■ Exercise instructions ■
Repeat the records. Each line must match exactly.

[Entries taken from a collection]

**********

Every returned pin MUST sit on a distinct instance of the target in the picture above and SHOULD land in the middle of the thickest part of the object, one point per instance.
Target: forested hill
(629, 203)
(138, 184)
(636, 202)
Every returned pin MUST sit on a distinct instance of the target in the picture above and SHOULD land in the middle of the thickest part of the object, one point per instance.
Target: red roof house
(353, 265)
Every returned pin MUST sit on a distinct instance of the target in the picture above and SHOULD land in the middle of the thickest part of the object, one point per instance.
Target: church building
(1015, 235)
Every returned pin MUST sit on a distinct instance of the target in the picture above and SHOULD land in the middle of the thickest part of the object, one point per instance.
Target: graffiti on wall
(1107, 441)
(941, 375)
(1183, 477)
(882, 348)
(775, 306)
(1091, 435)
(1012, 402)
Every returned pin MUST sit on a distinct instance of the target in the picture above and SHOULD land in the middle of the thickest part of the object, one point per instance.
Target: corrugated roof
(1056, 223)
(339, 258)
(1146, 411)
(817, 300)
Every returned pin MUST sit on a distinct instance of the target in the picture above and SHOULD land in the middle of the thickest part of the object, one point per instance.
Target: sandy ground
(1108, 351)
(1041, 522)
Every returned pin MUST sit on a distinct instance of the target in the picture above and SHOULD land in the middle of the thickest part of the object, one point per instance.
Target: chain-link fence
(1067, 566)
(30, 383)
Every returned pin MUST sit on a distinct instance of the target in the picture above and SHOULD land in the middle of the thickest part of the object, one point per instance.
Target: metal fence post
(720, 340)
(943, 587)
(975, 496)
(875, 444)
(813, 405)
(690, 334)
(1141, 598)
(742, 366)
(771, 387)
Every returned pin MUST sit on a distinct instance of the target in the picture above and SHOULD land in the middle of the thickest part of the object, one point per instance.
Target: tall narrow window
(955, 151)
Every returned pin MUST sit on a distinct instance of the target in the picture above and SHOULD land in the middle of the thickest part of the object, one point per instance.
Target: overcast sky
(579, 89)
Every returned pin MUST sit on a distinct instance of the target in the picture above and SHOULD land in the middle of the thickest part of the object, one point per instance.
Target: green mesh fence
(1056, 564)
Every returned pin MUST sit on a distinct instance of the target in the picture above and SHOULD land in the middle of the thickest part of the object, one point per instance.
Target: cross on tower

**********

■ The answer ■
Every returned pin MUST sit on a distinct instance of the target in the picture above and SHOULD land in the middle of the thickest part of the object, one point per instance.
Target: forested hill
(629, 203)
(138, 184)
(636, 202)
Every returned pin MUST sit on a distinct instance of the target in the picture above and SHOULD land in the middle of the thickest part of the object, one point per instance.
Target: red roof house
(353, 265)
Every returned pin MUST sit on a distinct instance of the target in the picture above and SHOULD land in the middle of the thickest part of the object, one point per instance.
Target: church building
(1015, 235)
Every returned pin MUST sit on a distinct instance of the target in the picture above and SHOULD land in the middle of the thickest part of the object, one point per instance.
Target: graffiti on wall
(1107, 441)
(941, 375)
(1183, 477)
(882, 348)
(775, 306)
(1091, 435)
(1012, 402)
Every returned pin MUST sit on a distinct instance of the target in the picture above and SHOULD land in the middle of the thickest part of the object, one point per instance.
Target: corrugated roof
(1056, 223)
(339, 258)
(1146, 411)
(817, 300)
Every returned pin MUST sit on a distinct instance of the target in the picture above and SHOULD land in the middle of the thickest part of the object, one point per instance.
Target: sandy ground
(1108, 351)
(1041, 522)
Every returned pin MUST sit on a distinct instance of the target in the picture above and SHOULD land in the middle of the thickest part of the object, one point per instance.
Target: chain-link fence
(1067, 566)
(30, 383)
Every returned pin MUST sit on a distinct instance of the target in the picture above and SHOULD land in the middle of the thickest part of the object, one point per instance.
Target: metal fence post
(720, 340)
(943, 587)
(975, 496)
(875, 444)
(813, 405)
(690, 334)
(1141, 598)
(742, 366)
(771, 387)
Every returned pin MUST sit on a distinct instance of the target in the picture above and SHOULD land in the middle of the thickest part of the object, one point per instance.
Target: tall narrow window
(955, 151)
Every returned pin MUST sit on a distinct instance of the target in the picture above and SHOULD land in the middle of the thickest part of the object, one point per instance.
Target: overcast sky
(579, 89)
Every returned pin MUST sit on a distinct instance of the target in the picture above and SHOULD land in the middle of the thickest part of the object, one point per instance.
Target: green mesh fence
(1056, 564)
Every returned pin MUST sit on a distinct instance of the target in the picture above and SHOULD land in the middle of the thickest part of the object, one point per instance.
Target: cross on tower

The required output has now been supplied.